How many lines of the listing that follows contain the word "below"? Reply with the number alone.

:::

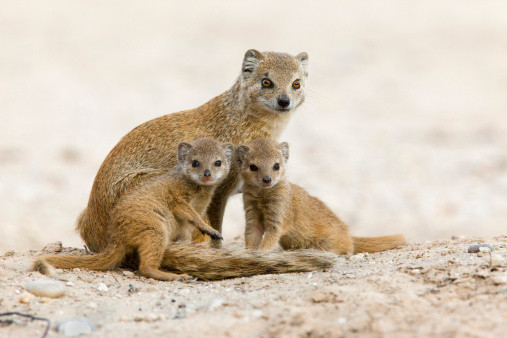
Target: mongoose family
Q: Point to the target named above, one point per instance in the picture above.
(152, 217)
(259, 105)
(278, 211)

:::

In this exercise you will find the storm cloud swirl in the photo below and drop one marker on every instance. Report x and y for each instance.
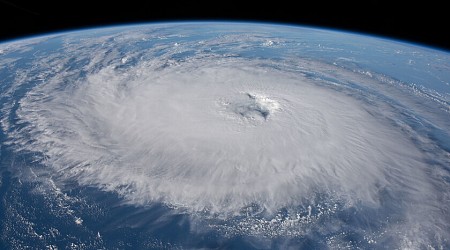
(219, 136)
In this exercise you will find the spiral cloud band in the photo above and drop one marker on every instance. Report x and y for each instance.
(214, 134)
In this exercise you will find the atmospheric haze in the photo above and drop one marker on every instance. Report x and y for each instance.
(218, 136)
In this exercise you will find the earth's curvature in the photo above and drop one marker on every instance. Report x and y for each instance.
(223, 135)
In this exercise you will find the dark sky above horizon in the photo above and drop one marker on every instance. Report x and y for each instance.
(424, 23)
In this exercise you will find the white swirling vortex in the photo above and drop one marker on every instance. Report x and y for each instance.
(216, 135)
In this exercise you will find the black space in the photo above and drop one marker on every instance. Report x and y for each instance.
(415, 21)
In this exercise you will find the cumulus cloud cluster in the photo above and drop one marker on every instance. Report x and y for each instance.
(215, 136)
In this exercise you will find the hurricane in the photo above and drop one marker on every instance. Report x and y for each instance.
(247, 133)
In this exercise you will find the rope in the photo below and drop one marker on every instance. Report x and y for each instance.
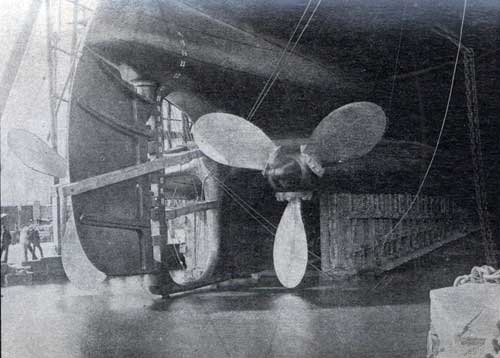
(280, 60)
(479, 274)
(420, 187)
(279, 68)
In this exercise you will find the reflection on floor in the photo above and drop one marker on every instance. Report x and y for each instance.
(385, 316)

:::

**Task output**
2